■ EXERCISE OBJECTIVE ■
Exclude pictures; retype the lines below from the line containing "Tag one point on every instance of the louvered" through the end of the records, both ends kept.

Saved entries:
----------------------------------------
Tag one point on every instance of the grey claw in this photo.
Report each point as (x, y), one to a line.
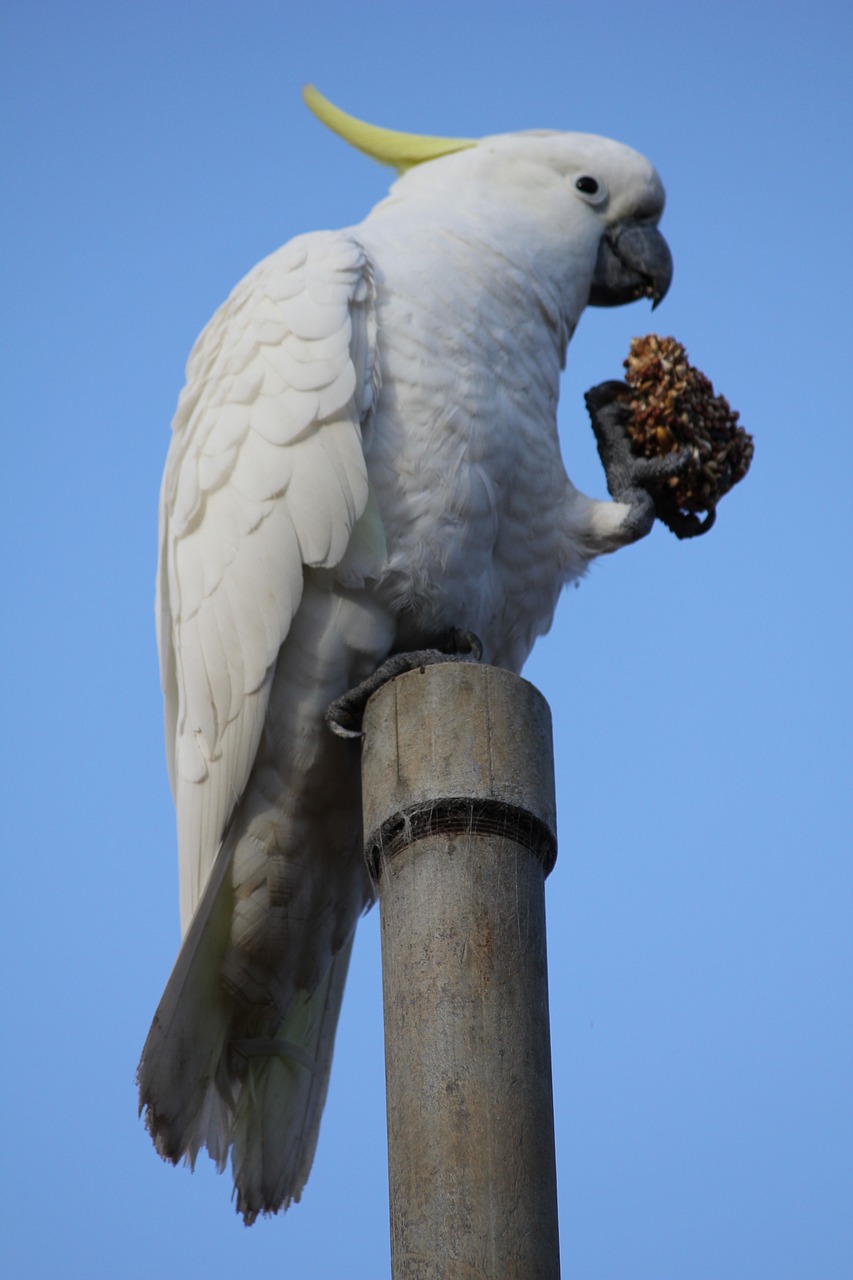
(343, 716)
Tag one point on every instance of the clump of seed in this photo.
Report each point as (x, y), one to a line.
(673, 406)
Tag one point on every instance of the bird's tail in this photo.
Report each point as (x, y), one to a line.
(279, 1101)
(204, 1082)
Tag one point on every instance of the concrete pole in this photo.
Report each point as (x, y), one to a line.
(460, 833)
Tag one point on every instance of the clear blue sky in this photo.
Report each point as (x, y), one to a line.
(699, 913)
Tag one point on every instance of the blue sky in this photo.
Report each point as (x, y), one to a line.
(699, 913)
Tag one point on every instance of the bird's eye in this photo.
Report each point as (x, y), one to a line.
(592, 190)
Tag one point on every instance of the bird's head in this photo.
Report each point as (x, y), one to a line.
(606, 195)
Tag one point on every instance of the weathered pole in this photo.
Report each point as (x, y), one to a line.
(460, 833)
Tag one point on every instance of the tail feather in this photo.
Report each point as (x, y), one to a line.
(277, 1116)
(190, 1029)
(204, 1082)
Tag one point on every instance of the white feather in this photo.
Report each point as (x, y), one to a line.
(364, 455)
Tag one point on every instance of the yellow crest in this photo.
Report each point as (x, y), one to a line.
(400, 150)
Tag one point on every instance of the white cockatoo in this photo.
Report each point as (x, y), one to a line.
(364, 457)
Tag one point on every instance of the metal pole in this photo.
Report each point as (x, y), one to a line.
(460, 833)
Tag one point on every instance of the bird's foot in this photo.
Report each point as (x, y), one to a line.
(343, 716)
(630, 479)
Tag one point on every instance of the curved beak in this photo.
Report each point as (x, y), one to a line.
(634, 261)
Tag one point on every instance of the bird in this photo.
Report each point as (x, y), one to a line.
(364, 460)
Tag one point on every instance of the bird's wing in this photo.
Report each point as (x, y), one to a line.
(265, 475)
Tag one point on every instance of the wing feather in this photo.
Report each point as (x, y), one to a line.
(265, 475)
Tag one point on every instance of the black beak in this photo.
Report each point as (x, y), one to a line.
(634, 261)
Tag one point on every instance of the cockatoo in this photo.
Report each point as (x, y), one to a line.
(364, 457)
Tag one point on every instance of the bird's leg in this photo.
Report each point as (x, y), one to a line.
(630, 478)
(343, 716)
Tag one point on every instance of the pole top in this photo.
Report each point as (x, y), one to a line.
(457, 746)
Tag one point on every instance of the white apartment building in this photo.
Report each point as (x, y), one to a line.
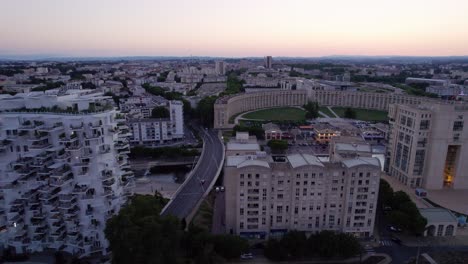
(220, 67)
(269, 195)
(155, 131)
(428, 145)
(141, 106)
(63, 171)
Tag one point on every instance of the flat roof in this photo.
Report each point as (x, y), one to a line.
(353, 147)
(361, 161)
(437, 215)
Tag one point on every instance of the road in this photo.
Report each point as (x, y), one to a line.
(200, 179)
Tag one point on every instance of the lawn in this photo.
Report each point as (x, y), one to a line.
(364, 114)
(326, 111)
(277, 114)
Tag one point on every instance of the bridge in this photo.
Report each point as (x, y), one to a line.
(201, 179)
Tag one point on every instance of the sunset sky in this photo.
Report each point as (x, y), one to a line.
(233, 28)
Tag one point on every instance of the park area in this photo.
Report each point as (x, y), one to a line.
(277, 114)
(363, 114)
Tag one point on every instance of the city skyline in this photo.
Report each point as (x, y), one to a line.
(233, 29)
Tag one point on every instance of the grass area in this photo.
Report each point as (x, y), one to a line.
(277, 114)
(363, 114)
(326, 111)
(204, 216)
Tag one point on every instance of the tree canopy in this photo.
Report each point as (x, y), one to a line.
(350, 113)
(312, 109)
(326, 244)
(278, 146)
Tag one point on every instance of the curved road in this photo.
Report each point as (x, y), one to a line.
(205, 173)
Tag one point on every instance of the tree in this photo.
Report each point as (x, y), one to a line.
(274, 250)
(348, 245)
(160, 112)
(350, 113)
(229, 246)
(256, 131)
(312, 109)
(295, 243)
(138, 234)
(205, 110)
(278, 146)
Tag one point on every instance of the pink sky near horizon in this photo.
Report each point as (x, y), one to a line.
(234, 28)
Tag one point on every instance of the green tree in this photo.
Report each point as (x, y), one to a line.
(274, 250)
(278, 146)
(160, 112)
(295, 243)
(312, 109)
(350, 113)
(205, 110)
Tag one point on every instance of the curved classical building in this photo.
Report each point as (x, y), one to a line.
(229, 106)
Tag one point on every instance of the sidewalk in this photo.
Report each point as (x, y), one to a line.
(398, 186)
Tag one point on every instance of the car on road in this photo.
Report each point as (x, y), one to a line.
(247, 256)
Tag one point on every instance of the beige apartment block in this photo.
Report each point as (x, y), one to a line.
(428, 145)
(269, 195)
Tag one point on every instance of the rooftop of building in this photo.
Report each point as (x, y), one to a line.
(356, 147)
(438, 215)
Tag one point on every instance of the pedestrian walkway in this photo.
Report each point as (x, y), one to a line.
(333, 112)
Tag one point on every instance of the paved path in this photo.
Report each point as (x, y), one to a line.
(324, 115)
(200, 179)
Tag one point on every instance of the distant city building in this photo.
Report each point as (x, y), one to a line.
(269, 195)
(64, 171)
(220, 67)
(428, 145)
(268, 62)
(156, 131)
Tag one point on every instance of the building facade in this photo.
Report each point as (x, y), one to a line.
(271, 195)
(62, 173)
(427, 145)
(229, 106)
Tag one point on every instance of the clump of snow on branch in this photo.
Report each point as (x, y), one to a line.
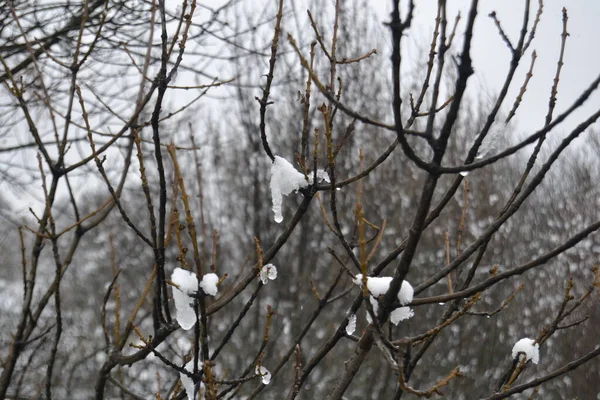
(378, 286)
(285, 179)
(267, 272)
(209, 284)
(322, 175)
(264, 374)
(527, 346)
(351, 327)
(187, 284)
(400, 314)
(187, 382)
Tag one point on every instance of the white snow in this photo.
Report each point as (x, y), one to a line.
(351, 327)
(264, 374)
(379, 285)
(527, 346)
(400, 314)
(268, 271)
(284, 180)
(209, 284)
(188, 284)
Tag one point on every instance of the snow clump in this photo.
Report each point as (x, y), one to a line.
(187, 283)
(378, 286)
(267, 272)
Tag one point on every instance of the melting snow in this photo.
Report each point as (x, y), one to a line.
(525, 345)
(284, 180)
(188, 284)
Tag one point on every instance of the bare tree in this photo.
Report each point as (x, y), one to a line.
(155, 164)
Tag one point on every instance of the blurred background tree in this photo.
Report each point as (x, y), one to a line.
(94, 92)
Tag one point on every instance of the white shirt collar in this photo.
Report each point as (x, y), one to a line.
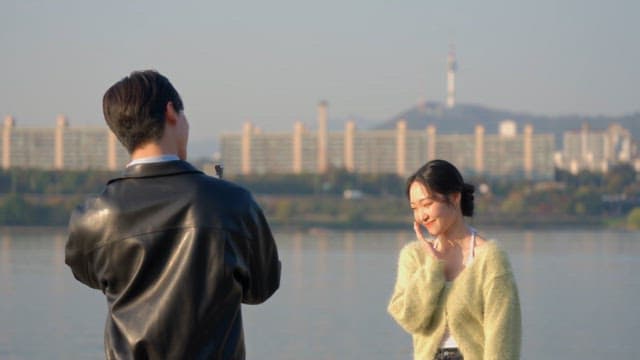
(154, 159)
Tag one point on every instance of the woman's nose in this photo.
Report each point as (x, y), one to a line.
(423, 214)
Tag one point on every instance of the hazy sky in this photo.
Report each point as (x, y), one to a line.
(270, 62)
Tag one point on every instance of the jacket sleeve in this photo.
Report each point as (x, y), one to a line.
(503, 324)
(76, 252)
(417, 292)
(262, 258)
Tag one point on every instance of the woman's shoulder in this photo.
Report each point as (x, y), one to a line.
(493, 254)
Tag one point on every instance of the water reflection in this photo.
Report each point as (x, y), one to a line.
(578, 291)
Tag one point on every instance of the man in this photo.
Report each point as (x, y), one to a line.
(174, 251)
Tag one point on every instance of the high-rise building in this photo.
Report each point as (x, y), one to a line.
(60, 147)
(597, 150)
(391, 151)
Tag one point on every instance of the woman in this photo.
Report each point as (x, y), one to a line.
(456, 295)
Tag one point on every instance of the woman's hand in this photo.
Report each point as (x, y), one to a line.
(428, 246)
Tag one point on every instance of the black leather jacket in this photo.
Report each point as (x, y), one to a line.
(175, 252)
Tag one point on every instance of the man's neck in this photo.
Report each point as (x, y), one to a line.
(151, 150)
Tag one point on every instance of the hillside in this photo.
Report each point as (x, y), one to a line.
(464, 117)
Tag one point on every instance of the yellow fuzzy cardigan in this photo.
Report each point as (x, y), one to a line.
(480, 307)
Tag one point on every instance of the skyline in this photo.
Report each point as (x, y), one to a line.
(272, 63)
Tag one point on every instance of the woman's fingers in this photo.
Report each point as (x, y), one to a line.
(428, 245)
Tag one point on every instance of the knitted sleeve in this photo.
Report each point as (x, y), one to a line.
(418, 290)
(503, 324)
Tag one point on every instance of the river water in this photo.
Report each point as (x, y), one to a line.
(579, 291)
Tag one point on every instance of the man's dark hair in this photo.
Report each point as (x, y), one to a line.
(442, 177)
(134, 107)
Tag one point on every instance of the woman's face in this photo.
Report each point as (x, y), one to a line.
(434, 211)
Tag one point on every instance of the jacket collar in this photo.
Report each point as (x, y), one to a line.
(157, 169)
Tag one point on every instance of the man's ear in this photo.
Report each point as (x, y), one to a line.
(170, 113)
(456, 198)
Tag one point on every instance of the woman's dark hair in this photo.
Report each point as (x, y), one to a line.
(440, 176)
(134, 107)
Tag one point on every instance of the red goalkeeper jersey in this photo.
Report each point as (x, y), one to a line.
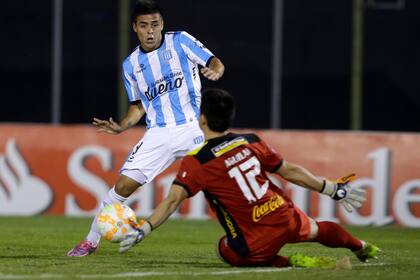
(231, 171)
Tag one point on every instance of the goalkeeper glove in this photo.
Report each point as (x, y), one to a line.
(139, 232)
(340, 190)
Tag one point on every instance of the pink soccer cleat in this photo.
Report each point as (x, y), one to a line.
(82, 249)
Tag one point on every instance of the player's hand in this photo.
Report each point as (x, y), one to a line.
(210, 74)
(340, 190)
(109, 126)
(140, 231)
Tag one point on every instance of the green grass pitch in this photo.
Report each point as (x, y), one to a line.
(36, 247)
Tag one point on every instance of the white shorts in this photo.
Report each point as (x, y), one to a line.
(159, 148)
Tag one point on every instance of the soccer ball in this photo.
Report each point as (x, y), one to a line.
(113, 221)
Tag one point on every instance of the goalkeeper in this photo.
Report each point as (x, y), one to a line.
(258, 217)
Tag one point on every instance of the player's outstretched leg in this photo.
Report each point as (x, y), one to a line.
(90, 244)
(300, 260)
(333, 235)
(369, 251)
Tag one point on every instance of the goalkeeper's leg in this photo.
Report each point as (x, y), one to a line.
(333, 235)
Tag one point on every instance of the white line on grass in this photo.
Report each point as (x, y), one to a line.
(156, 273)
(144, 274)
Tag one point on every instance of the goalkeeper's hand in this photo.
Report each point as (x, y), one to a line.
(340, 190)
(140, 231)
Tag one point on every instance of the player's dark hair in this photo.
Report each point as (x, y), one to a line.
(218, 106)
(146, 7)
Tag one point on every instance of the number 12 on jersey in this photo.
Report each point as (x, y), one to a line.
(245, 176)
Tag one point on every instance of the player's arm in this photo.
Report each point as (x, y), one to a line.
(161, 213)
(214, 70)
(338, 190)
(134, 113)
(300, 176)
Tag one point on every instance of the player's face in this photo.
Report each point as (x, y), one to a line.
(149, 30)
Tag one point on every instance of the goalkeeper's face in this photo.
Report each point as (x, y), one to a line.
(149, 30)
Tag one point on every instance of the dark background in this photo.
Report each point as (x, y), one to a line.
(315, 72)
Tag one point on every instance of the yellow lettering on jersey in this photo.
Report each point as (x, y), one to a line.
(194, 152)
(259, 211)
(226, 147)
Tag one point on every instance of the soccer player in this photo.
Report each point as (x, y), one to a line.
(258, 217)
(162, 81)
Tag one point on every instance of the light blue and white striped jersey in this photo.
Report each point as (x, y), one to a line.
(167, 80)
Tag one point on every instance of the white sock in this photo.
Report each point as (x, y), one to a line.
(93, 236)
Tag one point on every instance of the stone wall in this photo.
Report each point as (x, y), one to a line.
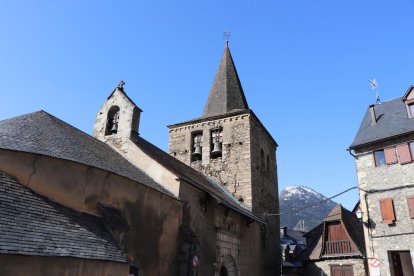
(223, 232)
(233, 169)
(153, 217)
(382, 237)
(323, 268)
(241, 169)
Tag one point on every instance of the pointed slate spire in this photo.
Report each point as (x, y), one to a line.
(227, 94)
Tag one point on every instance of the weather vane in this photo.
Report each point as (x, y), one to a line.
(226, 37)
(121, 84)
(374, 86)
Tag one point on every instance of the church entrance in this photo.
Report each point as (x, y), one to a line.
(223, 271)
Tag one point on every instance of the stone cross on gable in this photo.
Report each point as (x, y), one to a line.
(226, 36)
(121, 84)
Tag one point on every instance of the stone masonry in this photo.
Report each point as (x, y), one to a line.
(382, 238)
(240, 168)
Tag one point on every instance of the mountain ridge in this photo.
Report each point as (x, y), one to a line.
(303, 208)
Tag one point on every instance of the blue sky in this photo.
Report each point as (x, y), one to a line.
(303, 66)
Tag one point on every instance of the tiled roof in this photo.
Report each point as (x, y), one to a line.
(31, 224)
(42, 133)
(316, 237)
(226, 93)
(392, 121)
(193, 177)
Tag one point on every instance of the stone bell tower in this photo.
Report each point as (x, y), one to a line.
(117, 120)
(230, 144)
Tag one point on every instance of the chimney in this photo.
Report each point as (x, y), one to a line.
(373, 115)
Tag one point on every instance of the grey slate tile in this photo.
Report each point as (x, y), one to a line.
(33, 225)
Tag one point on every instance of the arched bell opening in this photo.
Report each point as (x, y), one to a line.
(112, 120)
(228, 267)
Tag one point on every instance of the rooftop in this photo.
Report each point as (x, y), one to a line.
(33, 225)
(42, 133)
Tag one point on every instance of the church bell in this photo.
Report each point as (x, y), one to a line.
(197, 152)
(114, 128)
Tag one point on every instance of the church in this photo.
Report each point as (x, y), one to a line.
(115, 204)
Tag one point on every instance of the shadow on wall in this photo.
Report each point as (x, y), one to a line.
(311, 269)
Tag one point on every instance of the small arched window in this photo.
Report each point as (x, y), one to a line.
(112, 120)
(267, 165)
(262, 164)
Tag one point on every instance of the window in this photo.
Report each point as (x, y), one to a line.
(196, 146)
(262, 164)
(404, 153)
(216, 142)
(112, 120)
(411, 110)
(387, 210)
(410, 202)
(267, 165)
(390, 155)
(379, 157)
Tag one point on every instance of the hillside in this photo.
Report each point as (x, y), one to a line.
(293, 198)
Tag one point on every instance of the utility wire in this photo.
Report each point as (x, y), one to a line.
(312, 205)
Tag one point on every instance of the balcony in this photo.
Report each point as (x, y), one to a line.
(338, 248)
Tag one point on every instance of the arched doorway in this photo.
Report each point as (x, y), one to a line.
(228, 267)
(223, 271)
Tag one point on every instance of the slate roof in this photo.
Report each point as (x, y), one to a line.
(31, 224)
(226, 93)
(42, 133)
(194, 177)
(392, 121)
(316, 237)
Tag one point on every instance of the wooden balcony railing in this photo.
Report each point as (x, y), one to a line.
(338, 247)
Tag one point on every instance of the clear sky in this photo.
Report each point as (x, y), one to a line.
(304, 67)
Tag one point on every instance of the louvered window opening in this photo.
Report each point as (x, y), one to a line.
(336, 240)
(402, 153)
(387, 210)
(410, 202)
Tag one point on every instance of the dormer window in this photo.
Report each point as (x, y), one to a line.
(408, 99)
(196, 146)
(112, 121)
(216, 143)
(379, 157)
(410, 110)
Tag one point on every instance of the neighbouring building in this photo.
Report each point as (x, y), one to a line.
(336, 246)
(384, 154)
(292, 244)
(200, 210)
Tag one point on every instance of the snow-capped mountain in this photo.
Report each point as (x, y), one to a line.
(294, 199)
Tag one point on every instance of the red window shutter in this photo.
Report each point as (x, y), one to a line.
(336, 270)
(390, 155)
(410, 202)
(404, 153)
(387, 210)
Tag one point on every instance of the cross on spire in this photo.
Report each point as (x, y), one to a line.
(226, 36)
(121, 85)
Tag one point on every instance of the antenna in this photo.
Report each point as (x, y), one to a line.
(374, 86)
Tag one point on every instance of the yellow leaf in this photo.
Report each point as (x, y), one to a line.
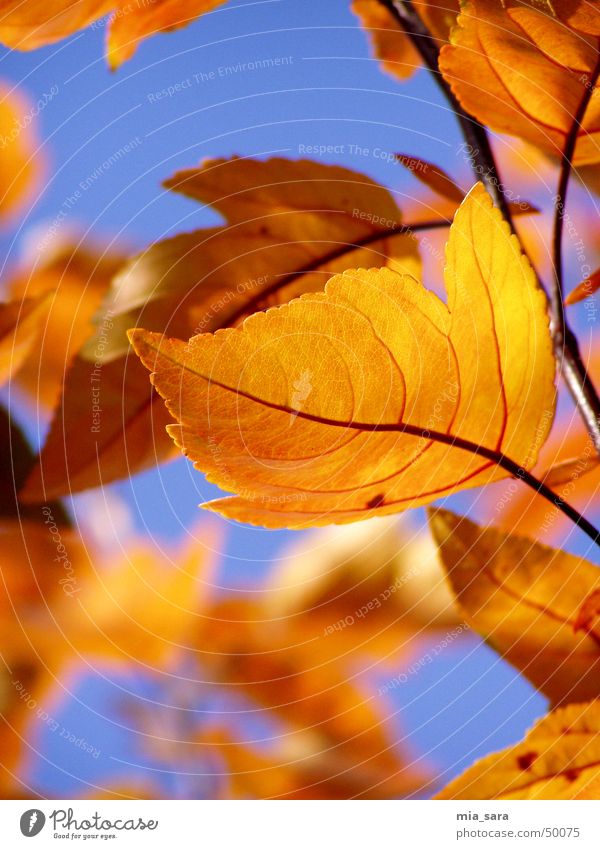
----------------------------------------
■ FINISHED TASK ■
Tag one point on every instance of the louvered window opening in this photo.
Report each point as (x, y), one to a line.
(336, 240)
(402, 153)
(387, 210)
(410, 202)
Tag one point on every instance of the dormer window in this photo.
Report each point as (x, y), one to a line.
(408, 99)
(196, 146)
(112, 121)
(216, 143)
(379, 157)
(410, 110)
Tag one point on every instance of the neighbouring building in this photo.
Report each point as (x, y), one to a line.
(336, 246)
(384, 154)
(292, 244)
(200, 210)
Tag one point on every instance of the snow-capped mountain in this photo.
Report each point as (x, y), one to a line.
(294, 199)
Tag one point on every instance of the red window shutter in this photo.
Report each point as (x, y), one to a line.
(336, 270)
(390, 155)
(410, 202)
(404, 153)
(387, 210)
Tag one point on every instance of the cross on spire in this photo.
Report each point as (x, y), one to a line.
(226, 36)
(121, 85)
Tag one point on every instance of the antenna in this photo.
Report each point as (x, y), one to a line.
(374, 86)
Tag one point on every instance of the yellow leaf in this photo.
Report each point as (x, y), one to a line.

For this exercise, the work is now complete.